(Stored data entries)
● ● ●
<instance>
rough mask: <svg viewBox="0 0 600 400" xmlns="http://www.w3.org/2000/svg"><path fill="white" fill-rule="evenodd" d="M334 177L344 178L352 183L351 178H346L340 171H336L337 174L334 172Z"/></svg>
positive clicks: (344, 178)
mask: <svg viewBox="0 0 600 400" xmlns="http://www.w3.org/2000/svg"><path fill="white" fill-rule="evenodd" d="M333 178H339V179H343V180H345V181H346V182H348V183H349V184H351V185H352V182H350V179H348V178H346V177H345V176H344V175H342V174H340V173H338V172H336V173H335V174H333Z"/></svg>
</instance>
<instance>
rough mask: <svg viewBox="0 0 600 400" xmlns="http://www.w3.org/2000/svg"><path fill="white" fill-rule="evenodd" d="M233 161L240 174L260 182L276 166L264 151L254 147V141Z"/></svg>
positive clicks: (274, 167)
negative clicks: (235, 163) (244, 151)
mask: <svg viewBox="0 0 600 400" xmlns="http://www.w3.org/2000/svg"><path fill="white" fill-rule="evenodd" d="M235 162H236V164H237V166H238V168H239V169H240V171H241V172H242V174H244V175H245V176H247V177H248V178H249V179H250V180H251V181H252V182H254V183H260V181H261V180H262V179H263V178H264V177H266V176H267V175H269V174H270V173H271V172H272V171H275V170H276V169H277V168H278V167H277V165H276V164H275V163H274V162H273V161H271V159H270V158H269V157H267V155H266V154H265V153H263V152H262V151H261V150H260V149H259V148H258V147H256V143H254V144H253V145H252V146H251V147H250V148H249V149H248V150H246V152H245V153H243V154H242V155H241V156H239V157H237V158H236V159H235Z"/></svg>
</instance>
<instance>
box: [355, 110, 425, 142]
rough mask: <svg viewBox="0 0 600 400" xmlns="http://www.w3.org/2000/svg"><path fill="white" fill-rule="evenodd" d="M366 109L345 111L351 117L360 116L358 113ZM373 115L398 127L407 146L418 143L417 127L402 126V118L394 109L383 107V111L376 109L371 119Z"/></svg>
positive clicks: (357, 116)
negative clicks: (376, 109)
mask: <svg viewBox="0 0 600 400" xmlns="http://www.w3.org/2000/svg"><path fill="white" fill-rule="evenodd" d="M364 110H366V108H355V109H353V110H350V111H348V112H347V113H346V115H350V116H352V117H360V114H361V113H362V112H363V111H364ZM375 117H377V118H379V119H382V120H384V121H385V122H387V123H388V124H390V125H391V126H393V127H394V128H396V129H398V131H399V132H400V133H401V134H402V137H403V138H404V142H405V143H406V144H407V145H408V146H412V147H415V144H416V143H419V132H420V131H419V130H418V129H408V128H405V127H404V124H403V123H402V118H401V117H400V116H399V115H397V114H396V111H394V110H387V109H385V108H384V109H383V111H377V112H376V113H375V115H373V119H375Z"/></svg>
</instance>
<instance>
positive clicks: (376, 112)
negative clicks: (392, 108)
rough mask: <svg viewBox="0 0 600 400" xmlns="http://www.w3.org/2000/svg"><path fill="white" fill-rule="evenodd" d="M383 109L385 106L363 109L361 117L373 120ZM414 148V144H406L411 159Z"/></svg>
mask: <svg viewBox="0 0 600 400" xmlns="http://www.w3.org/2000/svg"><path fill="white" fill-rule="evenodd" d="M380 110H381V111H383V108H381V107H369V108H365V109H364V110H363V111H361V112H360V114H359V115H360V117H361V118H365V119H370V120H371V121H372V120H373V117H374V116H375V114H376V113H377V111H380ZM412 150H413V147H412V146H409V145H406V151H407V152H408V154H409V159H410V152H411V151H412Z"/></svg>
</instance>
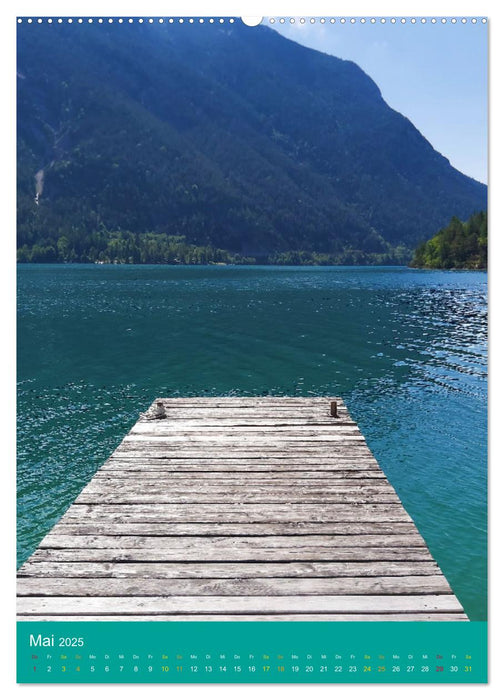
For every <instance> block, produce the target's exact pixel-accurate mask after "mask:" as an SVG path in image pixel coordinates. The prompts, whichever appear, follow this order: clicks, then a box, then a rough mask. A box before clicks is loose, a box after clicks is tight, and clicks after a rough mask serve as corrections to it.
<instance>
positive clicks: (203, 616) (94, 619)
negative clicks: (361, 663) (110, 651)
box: [18, 611, 468, 622]
mask: <svg viewBox="0 0 504 700" xmlns="http://www.w3.org/2000/svg"><path fill="white" fill-rule="evenodd" d="M109 612H110V611H109ZM18 615H19V617H20V619H22V620H23V621H26V622H41V621H43V620H47V619H49V620H58V621H61V622H75V621H76V620H87V621H90V622H91V621H93V620H97V621H98V620H100V621H102V622H121V621H122V622H126V621H129V622H135V621H138V622H154V621H156V622H177V621H178V622H272V621H282V622H295V621H297V622H309V621H315V622H363V621H366V622H369V621H373V622H448V621H451V622H468V618H467V616H466V615H465V613H439V612H433V613H419V612H416V613H373V612H372V611H369V612H367V613H362V614H352V613H342V614H333V615H331V614H326V613H322V614H320V613H305V614H303V613H298V614H284V613H282V614H280V615H269V614H266V615H260V614H257V615H247V614H244V615H242V614H235V615H219V614H210V615H205V614H203V615H191V614H187V615H183V614H181V615H164V614H162V613H161V614H157V615H145V614H141V615H121V614H118V615H111V614H108V615H103V614H99V615H95V614H86V613H79V614H73V615H64V614H59V613H58V614H54V613H53V614H51V615H50V616H48V614H47V613H41V614H39V615H25V614H24V613H21V612H19V613H18Z"/></svg>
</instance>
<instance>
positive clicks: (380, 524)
mask: <svg viewBox="0 0 504 700" xmlns="http://www.w3.org/2000/svg"><path fill="white" fill-rule="evenodd" d="M416 532H417V530H416V528H415V526H414V525H413V523H408V522H404V523H397V522H394V523H346V522H343V523H305V522H298V523H296V522H293V523H288V522H287V523H286V522H283V523H159V522H151V523H125V522H110V521H105V522H103V521H88V522H79V523H76V522H75V521H73V520H66V519H64V518H63V519H62V520H60V521H59V523H57V524H56V525H55V526H54V527H53V529H52V530H51V534H52V535H67V536H68V535H157V536H158V535H170V536H174V535H214V536H219V535H220V536H222V535H232V536H247V535H248V536H250V535H255V536H258V535H310V534H312V535H315V534H316V535H324V534H326V535H357V534H361V535H362V534H368V535H371V534H380V533H382V534H383V533H388V534H396V535H398V534H406V533H416Z"/></svg>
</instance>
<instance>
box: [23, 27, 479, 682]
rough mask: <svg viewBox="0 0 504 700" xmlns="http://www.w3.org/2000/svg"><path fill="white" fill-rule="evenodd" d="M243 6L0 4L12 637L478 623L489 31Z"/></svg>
mask: <svg viewBox="0 0 504 700" xmlns="http://www.w3.org/2000/svg"><path fill="white" fill-rule="evenodd" d="M259 19H260V18H258V19H257V21H254V18H251V19H250V20H247V21H244V20H242V19H240V18H239V17H235V18H229V17H225V18H219V17H216V18H209V17H205V18H198V17H194V18H190V17H186V18H169V17H165V18H162V17H161V18H157V17H156V18H147V17H146V18H141V17H127V16H124V17H114V18H100V17H89V18H87V17H86V18H79V17H75V18H66V17H65V18H57V17H54V18H47V17H44V18H43V19H41V20H40V21H38V22H37V21H36V20H32V19H29V18H25V17H22V18H19V19H18V26H17V401H18V403H17V415H18V428H17V583H18V589H17V600H18V613H17V620H18V622H23V623H26V624H28V623H37V624H43V623H47V624H49V623H56V622H57V623H61V624H63V622H65V623H69V624H70V623H71V624H74V623H75V622H89V623H90V622H93V621H94V622H103V624H105V623H107V622H125V623H126V622H130V623H133V622H141V621H143V622H156V623H158V622H159V623H162V622H165V623H168V622H171V623H177V622H188V623H189V622H194V623H197V622H202V623H203V622H215V623H217V622H232V623H233V624H235V623H236V624H239V623H240V622H248V623H253V622H261V623H265V624H266V623H267V622H271V623H273V622H282V623H291V624H292V625H294V624H295V623H300V622H302V623H308V622H311V623H317V624H322V623H329V622H331V623H339V622H341V623H343V622H355V623H359V624H365V623H368V622H373V623H374V624H376V625H378V624H379V623H392V622H402V623H412V624H413V623H415V624H416V623H423V622H429V623H435V624H439V625H440V624H441V623H442V622H446V623H448V622H450V625H451V627H450V629H452V630H453V628H454V627H455V628H463V629H465V628H469V625H468V624H467V623H468V622H471V623H473V622H474V623H484V622H486V620H487V427H488V426H487V398H488V396H487V393H488V392H487V310H488V305H487V163H486V148H487V131H486V129H487V53H486V52H487V30H488V26H487V23H486V20H485V19H484V18H483V19H482V18H479V17H478V18H473V19H471V18H467V19H466V18H453V19H450V18H448V19H446V18H441V17H439V18H435V19H434V18H433V19H431V18H429V19H427V20H425V18H420V17H419V18H404V19H403V20H401V18H397V20H396V19H393V20H392V19H391V18H386V19H382V20H380V18H379V17H377V18H365V19H363V20H362V21H355V20H354V19H352V18H347V19H345V18H329V17H327V18H312V19H310V18H308V17H307V18H295V19H294V18H292V19H291V20H289V18H263V20H262V21H261V22H260V21H259ZM434 73H435V75H436V80H435V81H433V80H432V76H433V74H434ZM455 622H461V623H466V625H464V624H462V625H455V624H454V623H455ZM451 623H453V624H451ZM424 627H425V626H424ZM41 629H42V628H41ZM293 629H294V628H293ZM402 629H405V628H404V627H403V628H402ZM432 629H433V630H434V627H432ZM452 634H453V635H455V636H456V635H457V634H458V632H456V631H455V632H452ZM461 634H465V632H461ZM166 663H168V662H166ZM458 663H460V664H462V661H460V662H458ZM165 665H166V664H165ZM438 665H439V664H438ZM434 666H435V664H434V662H431V666H430V668H431V670H432V669H434ZM466 666H467V662H466ZM156 668H157V667H156ZM160 668H161V667H160ZM166 668H168V666H167V665H166ZM344 668H345V669H346V670H348V669H347V667H346V666H345V667H344ZM391 668H392V665H389V666H387V669H389V670H390V673H391ZM397 668H398V669H399V666H397ZM425 668H427V666H426V667H425ZM451 668H452V669H455V668H456V669H457V670H452V677H451V678H450V680H451V681H454V680H459V676H458V675H457V674H458V673H459V667H458V666H455V662H453V663H452V667H451ZM460 668H461V669H462V666H461V667H460ZM446 669H447V670H448V662H447V661H446ZM291 670H292V669H291ZM417 671H418V673H420V665H418V666H417V670H416V671H415V673H416V672H417ZM86 672H87V671H86ZM154 672H156V669H154V671H153V673H154ZM249 672H250V673H252V672H251V671H250V669H249ZM292 672H294V671H292ZM159 673H161V671H159ZM170 673H171V671H166V675H167V676H169V675H170ZM194 673H196V671H195V672H194ZM236 673H241V667H240V671H239V672H238V671H236ZM334 673H336V671H334ZM425 673H426V674H427V671H426V672H425ZM399 675H400V673H399V672H398V676H399ZM427 675H428V674H427ZM445 675H447V674H445ZM415 678H416V676H415ZM341 680H342V679H341ZM398 680H401V681H402V680H403V679H402V678H401V679H399V677H398ZM466 680H467V679H466ZM72 682H73V681H72ZM75 682H77V681H75ZM156 682H161V681H156ZM172 682H173V681H172ZM222 682H224V681H222ZM234 682H237V681H234ZM247 682H254V681H253V679H252V680H248V681H247ZM320 682H323V681H320ZM326 682H337V679H336V680H335V679H334V678H333V677H332V676H331V679H330V680H328V681H326ZM431 682H433V681H431Z"/></svg>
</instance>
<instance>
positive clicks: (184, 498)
mask: <svg viewBox="0 0 504 700" xmlns="http://www.w3.org/2000/svg"><path fill="white" fill-rule="evenodd" d="M194 502H198V503H200V504H203V503H223V504H225V503H334V504H338V503H347V504H348V503H355V504H366V503H384V504H386V503H391V504H394V503H397V502H398V499H397V497H394V496H392V495H388V494H387V495H374V496H366V495H365V494H364V495H358V494H356V495H352V494H341V493H325V492H323V491H319V492H313V493H296V492H295V491H294V492H292V493H289V492H283V493H282V492H278V493H264V492H260V493H254V492H252V493H246V492H243V491H240V492H238V493H227V492H226V491H223V492H214V493H204V492H203V491H199V492H196V491H193V492H192V493H188V492H183V493H178V492H174V491H172V492H169V493H162V494H155V493H152V494H150V493H141V492H139V493H129V492H127V491H123V490H120V491H119V490H118V492H117V493H114V492H113V491H110V492H109V493H102V492H99V491H94V490H90V491H83V492H82V493H81V494H80V496H78V497H77V498H76V499H75V503H96V504H99V503H116V504H126V505H127V504H135V503H139V504H141V503H160V504H161V503H194Z"/></svg>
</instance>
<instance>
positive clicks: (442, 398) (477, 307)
mask: <svg viewBox="0 0 504 700" xmlns="http://www.w3.org/2000/svg"><path fill="white" fill-rule="evenodd" d="M18 303H19V311H18V333H19V359H18V374H19V434H18V438H19V442H18V444H19V468H18V483H19V499H18V504H19V538H18V540H19V543H18V546H19V561H20V562H21V561H23V560H24V559H26V557H27V556H28V555H29V554H30V553H31V552H32V551H33V549H34V548H35V547H36V546H37V544H38V543H39V542H40V540H41V539H42V537H43V536H44V534H45V533H46V532H47V531H48V530H49V529H50V527H51V526H52V525H53V524H54V523H55V522H56V521H57V520H58V519H59V517H60V516H61V515H62V513H63V512H64V511H65V510H66V508H67V507H68V505H69V504H70V503H71V502H72V500H73V499H74V498H75V496H76V495H77V494H78V492H79V491H80V490H81V488H82V487H83V486H84V484H85V483H86V482H87V481H88V480H89V478H90V477H91V475H92V474H93V473H94V471H95V470H96V469H97V468H98V467H99V466H100V465H101V464H102V462H103V461H104V459H105V458H106V457H107V456H108V455H109V454H110V452H111V451H112V450H113V449H114V448H115V447H116V445H117V444H118V443H119V442H120V441H121V439H122V437H123V436H124V434H125V432H126V431H127V430H128V429H129V428H130V427H131V425H132V423H133V422H134V421H135V420H136V418H137V417H138V413H139V412H140V411H142V410H145V408H146V407H147V406H148V405H149V404H150V403H151V401H152V400H153V399H154V398H155V397H156V396H160V395H164V396H188V395H193V396H196V395H264V394H278V395H299V396H307V395H312V394H316V395H341V396H343V397H344V399H345V401H346V403H347V405H348V407H349V409H350V411H351V412H352V414H353V417H354V418H355V419H356V420H357V421H358V422H359V425H360V427H361V429H362V431H363V433H364V435H365V436H366V439H367V440H368V443H369V445H370V447H371V449H372V450H373V452H374V453H375V455H376V456H377V458H378V460H379V462H380V465H381V466H382V468H383V469H384V471H385V472H386V473H387V476H388V477H389V479H390V480H391V482H392V484H393V485H394V487H395V488H396V490H397V491H398V493H399V495H400V497H401V499H402V500H403V503H404V505H405V506H406V508H407V509H408V511H409V512H410V514H411V515H412V517H413V518H414V519H415V522H416V524H417V526H418V527H419V529H420V531H421V533H422V535H423V536H424V538H425V539H426V541H427V543H428V545H429V547H430V549H431V551H432V553H433V555H434V557H435V558H436V559H437V560H438V562H439V564H440V565H441V567H442V569H443V571H444V572H445V574H446V575H447V578H448V579H449V581H450V583H451V585H452V588H453V589H454V591H455V592H456V594H457V595H458V596H459V598H460V600H461V602H462V603H463V605H464V606H465V608H466V611H467V612H468V614H469V615H470V616H471V618H472V619H484V618H485V615H486V611H485V605H486V598H485V591H484V588H485V566H486V552H485V542H486V537H485V529H486V524H485V513H486V510H485V498H486V337H487V336H486V334H487V328H486V312H487V304H486V274H484V273H478V272H471V273H466V272H431V271H428V272H427V271H418V270H407V269H406V268H271V267H268V268H257V267H253V268H235V267H226V268H223V267H204V268H199V267H191V268H185V267H164V266H152V267H151V266H149V267H140V266H138V267H137V266H130V267H119V266H84V265H82V266H49V265H48V266H45V265H44V266H20V269H19V294H18Z"/></svg>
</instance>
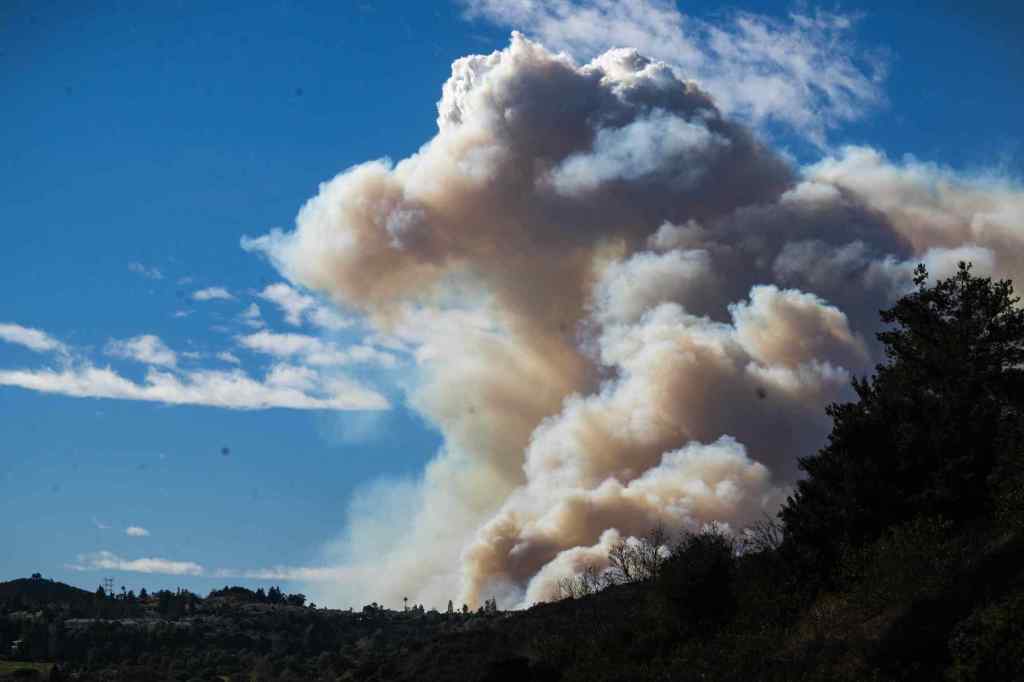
● ● ●
Your objective >> Each line from the first line of the entries up to and including the line containing "positive clicks: (357, 116)" should be transcribed exactly, with all other lines left out.

Reply >>
<instance>
rough mask: <svg viewBox="0 0 600 400" xmlns="http://www.w3.org/2000/svg"><path fill="white" fill-rule="evenodd" d="M334 177L344 178L352 183L351 178H346L340 171H336L337 174L334 172Z"/></svg>
positive clicks: (344, 178)
mask: <svg viewBox="0 0 600 400" xmlns="http://www.w3.org/2000/svg"><path fill="white" fill-rule="evenodd" d="M333 178H339V179H343V180H345V181H346V182H348V183H349V184H351V185H352V182H350V179H348V178H346V177H345V176H344V175H342V174H340V173H338V172H336V173H335V174H333Z"/></svg>
</instance>
<instance>
rough mask: <svg viewBox="0 0 600 400" xmlns="http://www.w3.org/2000/svg"><path fill="white" fill-rule="evenodd" d="M233 161L240 174L260 182L276 166L264 151L254 147V141Z"/></svg>
positive clicks: (274, 167)
negative clicks: (235, 163) (244, 151)
mask: <svg viewBox="0 0 600 400" xmlns="http://www.w3.org/2000/svg"><path fill="white" fill-rule="evenodd" d="M235 162H236V164H237V166H238V168H239V169H240V171H241V172H242V174H244V175H245V176H247V177H248V178H249V179H250V180H251V181H252V182H254V183H260V181H261V180H262V179H263V178H264V177H266V176H267V175H269V174H270V173H271V172H272V171H275V170H276V169H277V168H278V167H277V165H276V164H275V163H274V162H273V161H271V159H270V158H269V157H267V155H266V154H265V153H263V152H262V151H261V150H260V149H259V148H258V147H256V143H254V144H253V145H252V146H251V147H250V148H249V149H248V150H246V152H245V153H243V154H242V155H241V156H239V157H237V158H236V159H235Z"/></svg>
</instance>
<instance>
box: [355, 110, 425, 142]
rough mask: <svg viewBox="0 0 600 400" xmlns="http://www.w3.org/2000/svg"><path fill="white" fill-rule="evenodd" d="M366 109L345 111L351 117L360 116L358 113ZM373 115L398 127L407 146L418 143L417 127L402 126V118L394 109L383 107V111L376 109L371 119Z"/></svg>
positive clicks: (357, 116)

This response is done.